(Beginning of SUPPLIED DATA)

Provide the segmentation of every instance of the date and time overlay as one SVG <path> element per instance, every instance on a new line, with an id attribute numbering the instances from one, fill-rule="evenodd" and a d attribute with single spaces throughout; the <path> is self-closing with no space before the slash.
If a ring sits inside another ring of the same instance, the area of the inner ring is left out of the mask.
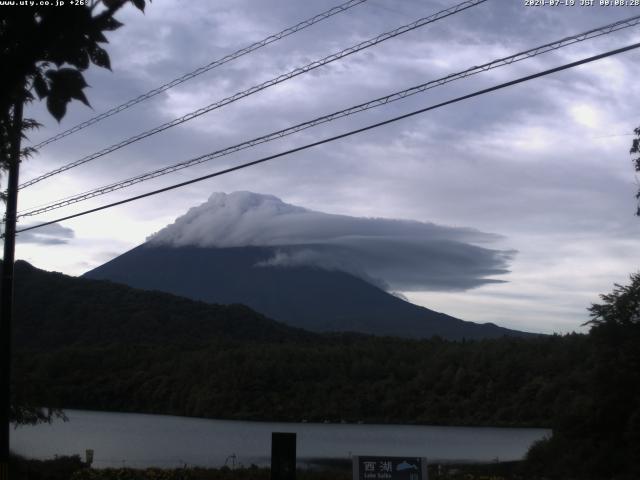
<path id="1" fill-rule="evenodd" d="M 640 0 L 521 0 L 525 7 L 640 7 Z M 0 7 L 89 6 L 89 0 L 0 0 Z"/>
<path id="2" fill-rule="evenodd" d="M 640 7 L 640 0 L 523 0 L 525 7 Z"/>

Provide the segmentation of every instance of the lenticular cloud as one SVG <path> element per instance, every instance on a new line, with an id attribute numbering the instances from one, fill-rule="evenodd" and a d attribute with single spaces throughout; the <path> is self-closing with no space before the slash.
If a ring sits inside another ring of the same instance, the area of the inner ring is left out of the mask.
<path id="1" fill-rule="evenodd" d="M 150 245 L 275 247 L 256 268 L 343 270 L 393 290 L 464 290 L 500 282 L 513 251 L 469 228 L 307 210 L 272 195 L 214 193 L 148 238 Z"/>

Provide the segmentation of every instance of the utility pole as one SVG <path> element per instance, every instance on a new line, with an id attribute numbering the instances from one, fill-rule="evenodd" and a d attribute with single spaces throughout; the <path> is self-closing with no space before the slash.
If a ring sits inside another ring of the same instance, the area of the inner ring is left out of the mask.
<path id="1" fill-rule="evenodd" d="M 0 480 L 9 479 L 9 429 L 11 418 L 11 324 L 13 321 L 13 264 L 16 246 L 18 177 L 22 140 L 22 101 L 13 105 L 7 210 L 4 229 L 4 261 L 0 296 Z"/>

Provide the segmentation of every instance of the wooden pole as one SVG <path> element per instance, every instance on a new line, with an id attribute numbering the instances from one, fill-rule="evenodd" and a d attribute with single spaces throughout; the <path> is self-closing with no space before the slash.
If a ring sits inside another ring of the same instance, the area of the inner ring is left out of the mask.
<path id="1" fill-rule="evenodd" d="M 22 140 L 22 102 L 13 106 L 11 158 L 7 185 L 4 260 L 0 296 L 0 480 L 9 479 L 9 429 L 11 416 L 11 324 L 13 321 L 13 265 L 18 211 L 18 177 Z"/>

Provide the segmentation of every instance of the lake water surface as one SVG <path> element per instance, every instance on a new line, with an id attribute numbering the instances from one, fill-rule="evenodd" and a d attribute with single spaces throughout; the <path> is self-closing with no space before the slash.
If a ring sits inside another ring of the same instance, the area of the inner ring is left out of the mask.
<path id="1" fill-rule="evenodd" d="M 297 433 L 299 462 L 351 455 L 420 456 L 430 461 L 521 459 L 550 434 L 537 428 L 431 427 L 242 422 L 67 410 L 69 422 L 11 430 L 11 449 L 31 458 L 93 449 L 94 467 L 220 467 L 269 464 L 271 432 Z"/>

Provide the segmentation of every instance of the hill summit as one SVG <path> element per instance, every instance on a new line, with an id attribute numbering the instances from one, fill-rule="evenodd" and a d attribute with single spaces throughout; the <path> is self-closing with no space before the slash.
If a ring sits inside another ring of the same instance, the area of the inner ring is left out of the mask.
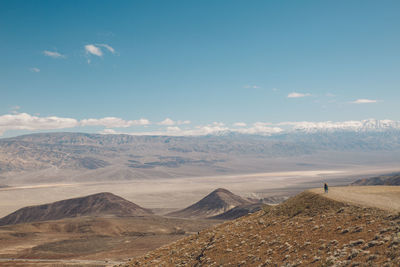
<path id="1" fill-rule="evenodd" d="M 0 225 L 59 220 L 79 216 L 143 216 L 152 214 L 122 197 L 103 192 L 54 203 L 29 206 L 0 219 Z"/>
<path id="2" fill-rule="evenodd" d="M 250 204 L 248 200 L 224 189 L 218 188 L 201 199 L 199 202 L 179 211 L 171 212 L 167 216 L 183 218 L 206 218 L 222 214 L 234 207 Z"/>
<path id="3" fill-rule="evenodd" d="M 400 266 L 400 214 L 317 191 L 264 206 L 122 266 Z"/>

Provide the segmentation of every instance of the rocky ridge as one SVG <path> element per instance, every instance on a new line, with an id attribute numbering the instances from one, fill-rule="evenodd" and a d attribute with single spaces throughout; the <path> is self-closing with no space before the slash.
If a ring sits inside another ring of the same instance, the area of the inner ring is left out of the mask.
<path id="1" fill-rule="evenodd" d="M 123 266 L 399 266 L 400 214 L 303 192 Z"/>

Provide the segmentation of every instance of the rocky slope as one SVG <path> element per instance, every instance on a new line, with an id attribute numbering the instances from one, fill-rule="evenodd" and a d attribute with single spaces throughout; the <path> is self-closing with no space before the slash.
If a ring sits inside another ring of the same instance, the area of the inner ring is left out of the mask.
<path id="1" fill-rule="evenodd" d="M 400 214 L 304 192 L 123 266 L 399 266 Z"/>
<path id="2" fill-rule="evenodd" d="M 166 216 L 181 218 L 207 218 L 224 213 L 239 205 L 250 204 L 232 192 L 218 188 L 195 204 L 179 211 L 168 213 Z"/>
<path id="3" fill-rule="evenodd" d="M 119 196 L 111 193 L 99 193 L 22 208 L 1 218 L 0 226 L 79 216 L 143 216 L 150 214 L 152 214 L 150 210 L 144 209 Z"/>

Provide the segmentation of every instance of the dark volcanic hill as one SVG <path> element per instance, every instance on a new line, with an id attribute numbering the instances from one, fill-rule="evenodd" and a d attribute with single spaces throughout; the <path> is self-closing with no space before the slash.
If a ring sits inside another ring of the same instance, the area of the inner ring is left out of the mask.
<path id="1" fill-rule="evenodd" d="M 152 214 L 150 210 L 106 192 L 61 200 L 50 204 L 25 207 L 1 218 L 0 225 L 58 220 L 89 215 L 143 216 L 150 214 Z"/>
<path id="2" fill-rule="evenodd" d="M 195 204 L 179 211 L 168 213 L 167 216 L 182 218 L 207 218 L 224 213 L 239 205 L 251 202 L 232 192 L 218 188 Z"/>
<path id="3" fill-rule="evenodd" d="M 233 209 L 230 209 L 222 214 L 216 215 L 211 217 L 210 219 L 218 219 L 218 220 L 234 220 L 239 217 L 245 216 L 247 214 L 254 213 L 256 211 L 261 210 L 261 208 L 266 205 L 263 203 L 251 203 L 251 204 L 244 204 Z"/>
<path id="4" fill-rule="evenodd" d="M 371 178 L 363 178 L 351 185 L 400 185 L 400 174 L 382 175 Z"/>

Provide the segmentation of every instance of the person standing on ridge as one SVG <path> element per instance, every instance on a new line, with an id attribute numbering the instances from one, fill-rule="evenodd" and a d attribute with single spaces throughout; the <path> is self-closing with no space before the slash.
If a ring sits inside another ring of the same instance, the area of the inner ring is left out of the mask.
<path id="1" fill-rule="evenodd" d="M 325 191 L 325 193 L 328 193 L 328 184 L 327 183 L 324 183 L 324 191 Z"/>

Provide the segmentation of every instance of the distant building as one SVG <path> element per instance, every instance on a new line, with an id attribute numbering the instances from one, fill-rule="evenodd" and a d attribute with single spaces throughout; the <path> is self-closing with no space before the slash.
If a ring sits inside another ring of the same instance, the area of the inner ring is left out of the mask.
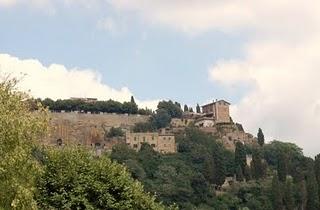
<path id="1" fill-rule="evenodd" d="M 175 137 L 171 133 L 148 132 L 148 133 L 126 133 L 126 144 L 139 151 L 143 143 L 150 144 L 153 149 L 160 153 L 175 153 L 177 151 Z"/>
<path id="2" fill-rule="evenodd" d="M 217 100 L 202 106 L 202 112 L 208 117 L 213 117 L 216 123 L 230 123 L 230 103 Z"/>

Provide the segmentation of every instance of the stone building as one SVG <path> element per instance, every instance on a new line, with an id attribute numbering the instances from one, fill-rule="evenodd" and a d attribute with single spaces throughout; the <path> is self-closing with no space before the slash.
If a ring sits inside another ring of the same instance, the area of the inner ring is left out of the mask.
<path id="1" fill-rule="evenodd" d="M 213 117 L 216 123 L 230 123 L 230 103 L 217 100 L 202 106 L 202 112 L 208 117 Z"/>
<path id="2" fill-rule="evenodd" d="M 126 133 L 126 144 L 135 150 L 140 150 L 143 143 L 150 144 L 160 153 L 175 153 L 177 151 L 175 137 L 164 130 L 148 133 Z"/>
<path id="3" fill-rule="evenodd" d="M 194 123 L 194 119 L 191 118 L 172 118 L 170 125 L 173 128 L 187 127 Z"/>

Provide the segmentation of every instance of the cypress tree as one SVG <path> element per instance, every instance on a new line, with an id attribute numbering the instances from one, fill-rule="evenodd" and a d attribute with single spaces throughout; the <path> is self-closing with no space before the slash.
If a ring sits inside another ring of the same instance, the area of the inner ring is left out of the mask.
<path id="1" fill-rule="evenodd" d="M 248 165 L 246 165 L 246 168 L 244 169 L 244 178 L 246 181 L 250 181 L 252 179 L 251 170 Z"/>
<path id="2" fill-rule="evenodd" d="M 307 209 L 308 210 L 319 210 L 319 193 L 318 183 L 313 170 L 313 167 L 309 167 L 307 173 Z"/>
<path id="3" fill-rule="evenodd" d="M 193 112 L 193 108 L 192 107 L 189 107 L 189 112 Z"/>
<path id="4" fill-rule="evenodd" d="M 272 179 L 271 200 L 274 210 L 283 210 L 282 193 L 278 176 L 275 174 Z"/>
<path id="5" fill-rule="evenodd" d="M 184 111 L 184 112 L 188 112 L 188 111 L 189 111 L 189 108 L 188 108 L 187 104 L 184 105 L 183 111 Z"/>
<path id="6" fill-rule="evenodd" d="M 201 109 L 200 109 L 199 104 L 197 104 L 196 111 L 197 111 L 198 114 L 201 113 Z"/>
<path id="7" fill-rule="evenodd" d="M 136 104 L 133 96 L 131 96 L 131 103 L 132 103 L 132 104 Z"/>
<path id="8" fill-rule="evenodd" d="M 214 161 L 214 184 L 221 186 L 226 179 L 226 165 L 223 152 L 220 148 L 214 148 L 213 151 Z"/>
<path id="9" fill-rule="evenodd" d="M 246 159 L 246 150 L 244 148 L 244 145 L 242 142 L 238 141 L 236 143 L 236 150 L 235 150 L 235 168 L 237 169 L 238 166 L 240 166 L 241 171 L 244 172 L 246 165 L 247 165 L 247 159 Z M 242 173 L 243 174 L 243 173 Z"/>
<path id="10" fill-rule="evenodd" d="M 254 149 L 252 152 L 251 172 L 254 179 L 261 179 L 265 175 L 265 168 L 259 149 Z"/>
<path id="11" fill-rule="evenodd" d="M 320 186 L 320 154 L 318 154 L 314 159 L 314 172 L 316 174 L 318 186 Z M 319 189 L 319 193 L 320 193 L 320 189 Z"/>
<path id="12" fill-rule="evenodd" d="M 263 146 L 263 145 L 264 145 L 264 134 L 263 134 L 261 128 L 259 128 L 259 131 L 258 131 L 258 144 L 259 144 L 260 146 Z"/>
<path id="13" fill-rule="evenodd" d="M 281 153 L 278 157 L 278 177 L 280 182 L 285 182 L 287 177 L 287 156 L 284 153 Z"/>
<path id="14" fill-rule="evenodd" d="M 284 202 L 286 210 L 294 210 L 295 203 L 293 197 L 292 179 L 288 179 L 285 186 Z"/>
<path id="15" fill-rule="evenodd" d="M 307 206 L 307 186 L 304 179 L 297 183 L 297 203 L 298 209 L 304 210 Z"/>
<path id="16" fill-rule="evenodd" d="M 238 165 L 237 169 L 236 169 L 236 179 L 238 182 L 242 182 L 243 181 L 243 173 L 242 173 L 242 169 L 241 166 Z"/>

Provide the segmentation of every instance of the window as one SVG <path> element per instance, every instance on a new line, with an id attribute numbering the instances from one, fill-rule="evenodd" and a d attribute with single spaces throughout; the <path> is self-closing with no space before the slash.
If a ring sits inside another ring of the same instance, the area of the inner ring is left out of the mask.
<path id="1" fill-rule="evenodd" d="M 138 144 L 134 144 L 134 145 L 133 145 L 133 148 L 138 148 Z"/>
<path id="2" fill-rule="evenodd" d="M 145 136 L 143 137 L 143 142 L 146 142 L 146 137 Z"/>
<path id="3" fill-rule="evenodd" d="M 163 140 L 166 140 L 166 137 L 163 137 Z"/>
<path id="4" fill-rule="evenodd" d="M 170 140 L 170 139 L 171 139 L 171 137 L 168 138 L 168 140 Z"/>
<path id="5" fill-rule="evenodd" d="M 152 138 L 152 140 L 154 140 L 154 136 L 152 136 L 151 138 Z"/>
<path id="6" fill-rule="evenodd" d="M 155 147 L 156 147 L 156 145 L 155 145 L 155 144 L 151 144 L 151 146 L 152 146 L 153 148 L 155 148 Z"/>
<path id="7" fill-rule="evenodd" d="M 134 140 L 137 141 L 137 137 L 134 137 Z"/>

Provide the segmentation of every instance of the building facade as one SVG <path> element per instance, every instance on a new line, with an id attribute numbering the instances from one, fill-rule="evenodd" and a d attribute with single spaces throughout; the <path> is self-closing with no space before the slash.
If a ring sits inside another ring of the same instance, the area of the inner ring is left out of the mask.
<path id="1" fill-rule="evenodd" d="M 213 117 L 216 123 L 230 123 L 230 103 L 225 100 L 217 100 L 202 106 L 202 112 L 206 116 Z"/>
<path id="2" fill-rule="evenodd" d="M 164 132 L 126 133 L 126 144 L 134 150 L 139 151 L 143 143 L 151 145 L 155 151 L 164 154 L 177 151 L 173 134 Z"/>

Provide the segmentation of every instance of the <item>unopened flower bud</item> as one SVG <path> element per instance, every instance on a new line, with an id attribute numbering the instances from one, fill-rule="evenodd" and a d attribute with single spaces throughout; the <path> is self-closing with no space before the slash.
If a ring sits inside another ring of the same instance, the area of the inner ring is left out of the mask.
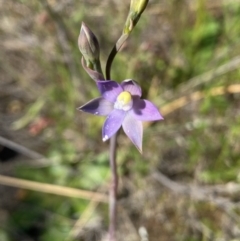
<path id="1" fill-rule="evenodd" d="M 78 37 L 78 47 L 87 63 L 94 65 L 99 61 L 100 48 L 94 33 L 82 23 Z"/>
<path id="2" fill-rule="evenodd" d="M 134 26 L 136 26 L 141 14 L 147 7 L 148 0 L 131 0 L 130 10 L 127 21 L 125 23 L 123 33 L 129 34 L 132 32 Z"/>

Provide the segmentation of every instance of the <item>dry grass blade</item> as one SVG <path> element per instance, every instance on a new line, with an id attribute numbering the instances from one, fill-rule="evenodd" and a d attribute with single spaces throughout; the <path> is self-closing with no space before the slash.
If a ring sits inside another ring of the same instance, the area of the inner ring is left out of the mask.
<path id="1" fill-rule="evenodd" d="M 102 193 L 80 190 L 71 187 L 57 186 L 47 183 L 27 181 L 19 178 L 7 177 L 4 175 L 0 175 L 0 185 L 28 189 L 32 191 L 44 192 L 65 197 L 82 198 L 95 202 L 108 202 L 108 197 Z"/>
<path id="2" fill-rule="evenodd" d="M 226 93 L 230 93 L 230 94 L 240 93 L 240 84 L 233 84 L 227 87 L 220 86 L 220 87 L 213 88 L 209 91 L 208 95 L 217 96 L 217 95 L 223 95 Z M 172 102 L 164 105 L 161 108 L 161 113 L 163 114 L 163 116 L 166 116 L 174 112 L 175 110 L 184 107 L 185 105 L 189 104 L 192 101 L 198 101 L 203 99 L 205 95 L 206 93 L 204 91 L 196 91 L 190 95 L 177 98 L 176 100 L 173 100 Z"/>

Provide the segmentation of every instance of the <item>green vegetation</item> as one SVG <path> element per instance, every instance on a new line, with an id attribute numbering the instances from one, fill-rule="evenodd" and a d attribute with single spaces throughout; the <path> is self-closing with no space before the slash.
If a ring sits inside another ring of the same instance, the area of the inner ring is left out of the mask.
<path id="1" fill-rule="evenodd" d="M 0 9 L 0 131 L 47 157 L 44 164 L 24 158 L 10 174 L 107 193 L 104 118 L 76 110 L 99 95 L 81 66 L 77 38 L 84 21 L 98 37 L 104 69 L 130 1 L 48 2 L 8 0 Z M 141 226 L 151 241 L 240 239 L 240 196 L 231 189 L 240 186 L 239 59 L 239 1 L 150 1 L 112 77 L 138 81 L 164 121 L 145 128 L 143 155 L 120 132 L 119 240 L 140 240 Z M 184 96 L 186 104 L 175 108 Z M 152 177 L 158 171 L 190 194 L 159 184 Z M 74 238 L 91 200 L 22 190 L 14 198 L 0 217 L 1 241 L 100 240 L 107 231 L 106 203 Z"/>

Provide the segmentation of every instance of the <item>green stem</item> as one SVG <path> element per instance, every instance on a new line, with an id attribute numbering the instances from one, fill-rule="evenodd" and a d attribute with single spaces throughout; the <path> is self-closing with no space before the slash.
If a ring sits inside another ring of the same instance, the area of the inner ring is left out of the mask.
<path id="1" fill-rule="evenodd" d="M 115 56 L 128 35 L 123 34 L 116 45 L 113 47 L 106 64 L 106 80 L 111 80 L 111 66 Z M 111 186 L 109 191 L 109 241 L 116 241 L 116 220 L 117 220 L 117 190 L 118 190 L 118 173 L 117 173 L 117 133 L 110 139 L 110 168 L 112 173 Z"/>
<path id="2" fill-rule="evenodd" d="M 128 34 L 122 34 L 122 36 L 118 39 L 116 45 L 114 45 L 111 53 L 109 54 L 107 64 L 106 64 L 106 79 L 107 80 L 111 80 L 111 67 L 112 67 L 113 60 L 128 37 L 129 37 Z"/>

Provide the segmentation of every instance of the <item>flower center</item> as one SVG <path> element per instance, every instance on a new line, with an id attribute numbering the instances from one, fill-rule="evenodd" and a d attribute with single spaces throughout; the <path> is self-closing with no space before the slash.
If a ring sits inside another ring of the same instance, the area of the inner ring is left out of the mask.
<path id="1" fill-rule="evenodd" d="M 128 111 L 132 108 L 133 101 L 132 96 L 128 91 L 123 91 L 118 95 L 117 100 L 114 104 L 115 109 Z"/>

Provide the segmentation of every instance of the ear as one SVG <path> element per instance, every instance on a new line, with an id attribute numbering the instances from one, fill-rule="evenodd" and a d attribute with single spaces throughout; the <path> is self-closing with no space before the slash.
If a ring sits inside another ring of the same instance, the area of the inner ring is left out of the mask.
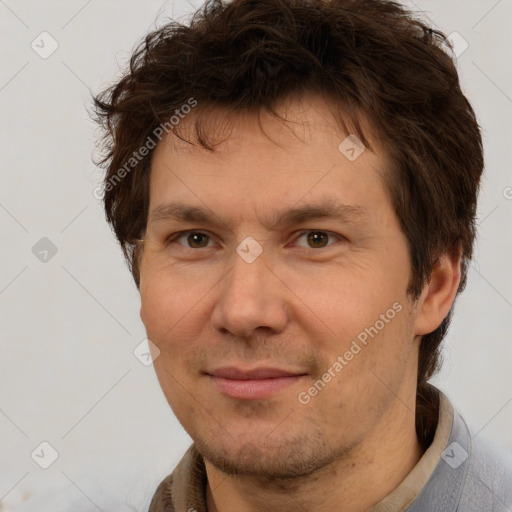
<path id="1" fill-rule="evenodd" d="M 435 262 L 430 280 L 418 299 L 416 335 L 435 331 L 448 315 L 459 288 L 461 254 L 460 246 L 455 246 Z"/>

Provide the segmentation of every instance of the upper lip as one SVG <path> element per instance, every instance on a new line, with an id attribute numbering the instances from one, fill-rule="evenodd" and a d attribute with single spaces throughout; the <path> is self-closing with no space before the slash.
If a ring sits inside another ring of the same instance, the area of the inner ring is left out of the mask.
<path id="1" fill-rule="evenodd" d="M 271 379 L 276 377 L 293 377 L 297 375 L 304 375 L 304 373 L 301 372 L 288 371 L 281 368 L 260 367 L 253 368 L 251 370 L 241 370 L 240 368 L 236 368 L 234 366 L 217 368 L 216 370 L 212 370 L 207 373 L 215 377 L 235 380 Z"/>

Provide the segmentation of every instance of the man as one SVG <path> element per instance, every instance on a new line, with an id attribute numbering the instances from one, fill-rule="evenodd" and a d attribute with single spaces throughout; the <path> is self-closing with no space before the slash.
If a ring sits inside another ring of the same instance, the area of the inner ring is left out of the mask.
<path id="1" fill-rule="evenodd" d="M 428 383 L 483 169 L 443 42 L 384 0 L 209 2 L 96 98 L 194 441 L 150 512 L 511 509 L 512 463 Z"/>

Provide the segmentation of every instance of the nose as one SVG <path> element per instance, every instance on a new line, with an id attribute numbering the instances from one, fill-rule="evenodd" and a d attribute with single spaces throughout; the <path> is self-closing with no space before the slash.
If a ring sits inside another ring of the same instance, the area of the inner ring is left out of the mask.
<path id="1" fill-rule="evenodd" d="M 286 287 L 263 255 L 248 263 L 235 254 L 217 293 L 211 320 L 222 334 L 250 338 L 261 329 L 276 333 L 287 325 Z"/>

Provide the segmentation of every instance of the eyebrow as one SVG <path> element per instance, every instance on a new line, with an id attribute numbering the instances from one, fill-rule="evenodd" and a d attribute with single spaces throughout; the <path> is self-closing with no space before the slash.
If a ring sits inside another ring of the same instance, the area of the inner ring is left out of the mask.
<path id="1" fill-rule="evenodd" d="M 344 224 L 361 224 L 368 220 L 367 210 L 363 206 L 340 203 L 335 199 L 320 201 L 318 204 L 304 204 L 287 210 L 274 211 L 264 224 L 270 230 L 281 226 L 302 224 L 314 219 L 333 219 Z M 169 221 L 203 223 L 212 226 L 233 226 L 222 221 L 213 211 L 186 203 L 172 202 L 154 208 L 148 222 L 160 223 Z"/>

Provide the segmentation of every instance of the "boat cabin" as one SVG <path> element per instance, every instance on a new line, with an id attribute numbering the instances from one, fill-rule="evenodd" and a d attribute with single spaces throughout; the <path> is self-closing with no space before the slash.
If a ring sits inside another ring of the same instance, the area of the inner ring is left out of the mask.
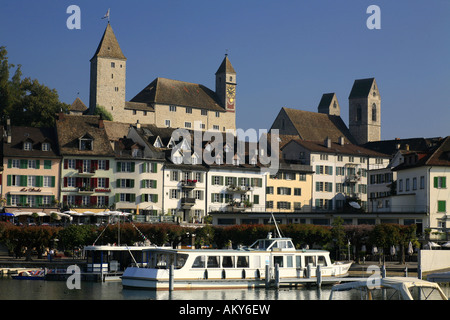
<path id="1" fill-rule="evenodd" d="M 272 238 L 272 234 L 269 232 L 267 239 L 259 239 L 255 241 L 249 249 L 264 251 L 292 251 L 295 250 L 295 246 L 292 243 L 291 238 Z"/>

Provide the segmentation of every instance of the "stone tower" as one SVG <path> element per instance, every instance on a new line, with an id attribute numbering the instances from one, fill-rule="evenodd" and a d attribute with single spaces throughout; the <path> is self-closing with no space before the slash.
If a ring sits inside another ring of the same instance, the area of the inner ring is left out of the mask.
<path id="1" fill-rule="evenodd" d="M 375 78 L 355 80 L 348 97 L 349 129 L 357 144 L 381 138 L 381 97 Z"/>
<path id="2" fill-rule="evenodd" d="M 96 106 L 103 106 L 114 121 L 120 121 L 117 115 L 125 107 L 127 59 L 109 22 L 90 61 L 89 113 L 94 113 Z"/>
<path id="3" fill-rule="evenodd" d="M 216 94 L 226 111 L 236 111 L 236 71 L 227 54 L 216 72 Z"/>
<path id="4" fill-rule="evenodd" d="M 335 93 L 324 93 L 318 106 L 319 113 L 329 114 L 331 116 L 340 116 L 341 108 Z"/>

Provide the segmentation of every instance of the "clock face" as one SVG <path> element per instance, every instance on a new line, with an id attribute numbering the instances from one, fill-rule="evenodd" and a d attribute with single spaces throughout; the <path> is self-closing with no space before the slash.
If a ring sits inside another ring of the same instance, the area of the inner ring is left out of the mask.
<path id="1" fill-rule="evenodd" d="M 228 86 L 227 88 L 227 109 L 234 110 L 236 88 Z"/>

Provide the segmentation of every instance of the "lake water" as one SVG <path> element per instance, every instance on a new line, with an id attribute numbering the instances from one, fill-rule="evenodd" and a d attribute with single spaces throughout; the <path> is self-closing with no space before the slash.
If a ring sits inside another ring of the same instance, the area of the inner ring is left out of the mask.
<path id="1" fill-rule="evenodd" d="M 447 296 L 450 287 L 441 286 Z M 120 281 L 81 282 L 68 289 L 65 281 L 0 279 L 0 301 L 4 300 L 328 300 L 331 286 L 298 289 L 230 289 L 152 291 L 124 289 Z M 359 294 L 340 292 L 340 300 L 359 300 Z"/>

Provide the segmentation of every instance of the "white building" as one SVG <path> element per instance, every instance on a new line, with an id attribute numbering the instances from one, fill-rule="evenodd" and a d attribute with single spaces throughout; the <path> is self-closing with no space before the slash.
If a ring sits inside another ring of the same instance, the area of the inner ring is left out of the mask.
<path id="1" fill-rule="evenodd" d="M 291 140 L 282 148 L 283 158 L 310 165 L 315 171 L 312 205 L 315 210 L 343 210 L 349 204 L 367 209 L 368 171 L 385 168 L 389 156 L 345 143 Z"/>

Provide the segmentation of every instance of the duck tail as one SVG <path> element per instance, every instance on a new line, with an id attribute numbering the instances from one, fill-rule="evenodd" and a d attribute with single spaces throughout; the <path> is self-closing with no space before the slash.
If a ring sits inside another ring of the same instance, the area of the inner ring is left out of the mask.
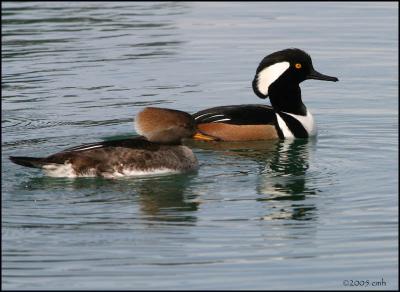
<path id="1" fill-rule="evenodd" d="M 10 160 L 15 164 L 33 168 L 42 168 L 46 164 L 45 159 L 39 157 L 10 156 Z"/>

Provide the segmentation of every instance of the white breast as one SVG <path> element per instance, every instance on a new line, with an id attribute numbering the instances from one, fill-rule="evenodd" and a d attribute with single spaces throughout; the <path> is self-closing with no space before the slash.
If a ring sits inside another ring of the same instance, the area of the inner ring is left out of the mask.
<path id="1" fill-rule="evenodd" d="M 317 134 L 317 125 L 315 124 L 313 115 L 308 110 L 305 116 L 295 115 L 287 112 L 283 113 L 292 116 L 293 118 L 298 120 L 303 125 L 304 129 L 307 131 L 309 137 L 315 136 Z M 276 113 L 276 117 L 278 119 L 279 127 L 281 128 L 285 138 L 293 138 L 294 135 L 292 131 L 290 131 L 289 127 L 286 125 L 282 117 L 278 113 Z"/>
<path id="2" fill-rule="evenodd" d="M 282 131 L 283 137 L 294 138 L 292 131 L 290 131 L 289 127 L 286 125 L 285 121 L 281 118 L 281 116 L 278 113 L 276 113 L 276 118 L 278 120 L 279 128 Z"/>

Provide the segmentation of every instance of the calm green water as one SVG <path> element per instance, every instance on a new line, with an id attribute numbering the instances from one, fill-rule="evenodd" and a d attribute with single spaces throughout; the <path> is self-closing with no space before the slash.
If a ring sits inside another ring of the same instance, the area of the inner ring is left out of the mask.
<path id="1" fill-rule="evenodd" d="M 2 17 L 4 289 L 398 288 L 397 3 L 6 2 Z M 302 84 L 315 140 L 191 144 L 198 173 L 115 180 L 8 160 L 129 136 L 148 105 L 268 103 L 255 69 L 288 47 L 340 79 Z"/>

(End of SUPPLIED DATA)

WORK REQUEST:
Provide an exact copy of only the lines from the beginning of the entries through the line containing "Provide the segmentation of every instance of the utility", both ends included, with no pictures.

SOLUTION TO THIS EXERCISE:
Provide the segmentation of every instance of the date and time overlay as one SVG <path> element per instance, every instance on a new line, with an id attribute numbering the instances from one, fill-rule="evenodd" and a d attribute with single spaces throughout; the <path> is self-closing with no space before the slash.
If a ring sits inside another ring of the same instance, the area of the inner ring is left out of the mask.
<path id="1" fill-rule="evenodd" d="M 640 0 L 521 0 L 525 7 L 640 7 Z M 0 7 L 89 6 L 89 0 L 0 0 Z"/>
<path id="2" fill-rule="evenodd" d="M 640 7 L 640 0 L 523 0 L 525 7 Z"/>

Provide the segmentation of every instance of the lenticular cloud as one SVG <path> element per instance, every instance on a new line, with an id attribute numbering the instances from one, fill-rule="evenodd" and a d attribute with single spaces throughout; the <path> is self-closing with no space before the slash.
If a ring sits inside another ring of the same instance, the area of the inner ring is left out of the mask.
<path id="1" fill-rule="evenodd" d="M 150 245 L 275 247 L 256 268 L 343 270 L 393 290 L 464 290 L 500 282 L 513 251 L 469 228 L 307 210 L 272 195 L 214 193 L 148 238 Z"/>

Provide the segmentation of every instance of the utility pole as one SVG <path> element per instance, every instance on a new line, with an id attribute numbering the instances from one, fill-rule="evenodd" and a d attribute with single spaces throughout; the <path> is self-closing with no space before the slash.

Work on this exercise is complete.